From f1cb6a7bf6405c8c5b2928a56434a3c79aca983e Mon Sep 17 00:00:00 2001
From: Sargun Dhillon <sargun@sargun.me>
Date: Mon, 6 May 2019 09:25:00 -0700
Subject: [PATCH] Add the concept of startup timeout (#597)

This adds two concepts, where one encompasses the other.

Startup timeout
Startup timeout is how long to wait for the entire kubelet
to get into a functional state. Right now, this only waits
for the pod informer cache for the pod controllerto become
in-sync with API server, but this could be extended to other
informers (like secrets informer).

Wait For Startup
This changes the behaviour of the virtual kubelet to wait
for the pod controller to start before registering the node.

It is to avoid the race condition where the node is registered,
but we cannot actually do any pod operations.
---
 cmd/virtual-kubelet/commands/root/flag.go |  2 +-
 cmd/virtual-kubelet/commands/root/opts.go |  3 +++
 cmd/virtual-kubelet/commands/root/root.go | 29 +++++++++++++++++++++++
 vkubelet/podcontroller.go                 |  8 +++++++
 vkubelet/vkubelet.go                      | 26 ++++++++++++++++++--
 5 files changed, 65 insertions(+), 3 deletions(-)

diff --git a/cmd/virtual-kubelet/commands/root/flag.go b/cmd/virtual-kubelet/commands/root/flag.go
index 3a5bc74ee..e599fd9c3 100644
--- a/cmd/virtual-kubelet/commands/root/flag.go
+++ b/cmd/virtual-kubelet/commands/root/flag.go
@@ -78,7 +78,7 @@ func installFlags(flags *pflag.FlagSet, c *Opts) {
 	flags.StringVar(&c.TraceSampleRate, "trace-sample-rate", c.TraceSampleRate, "set probability of tracing samples")
 
 	flags.DurationVar(&c.InformerResyncPeriod, "full-resync-period", c.InformerResyncPeriod, "how often to perform a full resync of pods between kubernetes and the provider")
-
+	flags.DurationVar(&c.StartupTimeout, "startup-timeout", c.StartupTimeout, "How long to wait for the virtual-kubelet to start")
 }
 
 func getEnv(key, defaultValue string) string {
diff --git a/cmd/virtual-kubelet/commands/root/opts.go b/cmd/virtual-kubelet/commands/root/opts.go
index 41038faef..845f4041e 100644
--- a/cmd/virtual-kubelet/commands/root/opts.go
+++ b/cmd/virtual-kubelet/commands/root/opts.go
@@ -78,6 +78,9 @@ type Opts struct {
 	TraceExporters  []string
 	TraceSampleRate string
 	TraceConfig     opencensus.TracingExporterOptions
+
+	// Startup Timeout is how long to wait for the kubelet to start
+	StartupTimeout time.Duration
 }
 
 // SetDefaultOpts sets default options for unset values on the passed in option struct.

■ Data records
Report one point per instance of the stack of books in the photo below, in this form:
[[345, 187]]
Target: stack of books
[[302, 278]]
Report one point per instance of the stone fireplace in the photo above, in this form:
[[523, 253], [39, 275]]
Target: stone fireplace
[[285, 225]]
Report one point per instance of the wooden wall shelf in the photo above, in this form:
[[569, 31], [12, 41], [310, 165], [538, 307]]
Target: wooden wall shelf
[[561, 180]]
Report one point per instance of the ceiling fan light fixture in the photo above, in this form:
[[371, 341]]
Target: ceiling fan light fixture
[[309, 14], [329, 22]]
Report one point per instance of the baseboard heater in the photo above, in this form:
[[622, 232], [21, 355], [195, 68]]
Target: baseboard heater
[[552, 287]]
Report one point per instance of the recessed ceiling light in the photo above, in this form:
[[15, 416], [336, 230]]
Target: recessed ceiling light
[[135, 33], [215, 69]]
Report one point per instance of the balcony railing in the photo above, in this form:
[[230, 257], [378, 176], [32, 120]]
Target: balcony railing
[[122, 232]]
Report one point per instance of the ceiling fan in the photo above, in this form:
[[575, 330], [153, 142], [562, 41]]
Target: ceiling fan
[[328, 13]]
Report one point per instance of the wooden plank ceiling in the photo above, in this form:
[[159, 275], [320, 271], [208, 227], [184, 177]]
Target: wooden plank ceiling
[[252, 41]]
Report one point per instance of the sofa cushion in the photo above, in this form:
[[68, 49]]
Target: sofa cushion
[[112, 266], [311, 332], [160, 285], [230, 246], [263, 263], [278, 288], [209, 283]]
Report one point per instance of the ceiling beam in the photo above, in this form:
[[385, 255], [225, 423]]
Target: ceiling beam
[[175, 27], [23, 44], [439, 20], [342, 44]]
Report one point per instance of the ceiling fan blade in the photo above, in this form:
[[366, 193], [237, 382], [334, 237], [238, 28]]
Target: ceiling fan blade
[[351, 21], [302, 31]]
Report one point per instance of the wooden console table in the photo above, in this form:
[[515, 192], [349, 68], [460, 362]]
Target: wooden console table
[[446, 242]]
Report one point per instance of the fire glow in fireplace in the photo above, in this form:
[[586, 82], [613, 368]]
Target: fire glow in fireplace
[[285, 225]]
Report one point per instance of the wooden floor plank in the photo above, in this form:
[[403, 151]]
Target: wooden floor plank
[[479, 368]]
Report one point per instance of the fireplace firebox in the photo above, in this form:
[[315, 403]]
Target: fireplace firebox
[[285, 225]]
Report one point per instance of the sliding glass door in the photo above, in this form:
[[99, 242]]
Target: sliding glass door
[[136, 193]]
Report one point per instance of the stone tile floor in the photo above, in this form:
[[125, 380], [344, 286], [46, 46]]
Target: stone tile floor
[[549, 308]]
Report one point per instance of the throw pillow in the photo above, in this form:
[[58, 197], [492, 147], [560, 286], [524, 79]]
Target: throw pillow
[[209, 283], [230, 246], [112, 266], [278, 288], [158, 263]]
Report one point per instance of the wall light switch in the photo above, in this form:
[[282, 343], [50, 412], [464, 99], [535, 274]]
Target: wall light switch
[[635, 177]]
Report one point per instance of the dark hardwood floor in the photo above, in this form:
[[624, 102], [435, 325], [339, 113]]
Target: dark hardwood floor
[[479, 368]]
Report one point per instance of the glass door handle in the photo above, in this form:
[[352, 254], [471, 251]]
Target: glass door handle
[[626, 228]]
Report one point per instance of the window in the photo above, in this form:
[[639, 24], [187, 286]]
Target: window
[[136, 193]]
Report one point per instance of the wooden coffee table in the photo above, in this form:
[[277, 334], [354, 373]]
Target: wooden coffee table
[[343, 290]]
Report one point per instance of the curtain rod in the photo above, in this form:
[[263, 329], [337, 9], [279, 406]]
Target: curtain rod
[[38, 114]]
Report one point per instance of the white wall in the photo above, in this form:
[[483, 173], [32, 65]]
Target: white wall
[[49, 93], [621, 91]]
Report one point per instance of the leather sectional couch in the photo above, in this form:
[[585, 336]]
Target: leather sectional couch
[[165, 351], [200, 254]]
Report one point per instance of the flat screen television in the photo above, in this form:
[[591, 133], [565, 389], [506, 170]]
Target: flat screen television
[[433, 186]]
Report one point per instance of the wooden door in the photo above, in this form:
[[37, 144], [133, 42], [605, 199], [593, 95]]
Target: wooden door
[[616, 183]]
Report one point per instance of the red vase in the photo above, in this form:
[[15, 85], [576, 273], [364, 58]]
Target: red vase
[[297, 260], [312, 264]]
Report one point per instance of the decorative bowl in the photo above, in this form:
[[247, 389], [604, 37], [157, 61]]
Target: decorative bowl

■ What needs to be done
Write what comes next in the startup-timeout patch above, continuing from its last shown line.

■ Task result
diff --git a/cmd/virtual-kubelet/commands/root/root.go b/cmd/virtual-kubelet/commands/root/root.go
index 099e81fd9..caacdf63f 100644
--- a/cmd/virtual-kubelet/commands/root/root.go
+++ b/cmd/virtual-kubelet/commands/root/root.go
@@ -17,6 +17,7 @@ package root
 import (
 	"context"
 	"os"
+	"time"
 
 	"github.com/cpuguy83/strongerrors"
 	"github.com/pkg/errors"
@@ -54,6 +55,9 @@ This allows users to schedule kubernetes workloads on nodes that aren't running
 }
 
 func runRootCommand(ctx context.Context, c Opts) error {
+	ctx, cancel := context.WithCancel(ctx)
+	defer cancel()
+
 	if ok := providers.ValidOperatingSystems[c.OperatingSystem]; !ok {
 		return strongerrors.InvalidArgument(errors.Errorf("operating system %q is not supported", c.OperatingSystem))
 	}
@@ -166,6 +170,16 @@ func runRootCommand(ctx context.Context, c Opts) error {
 		}
 	}()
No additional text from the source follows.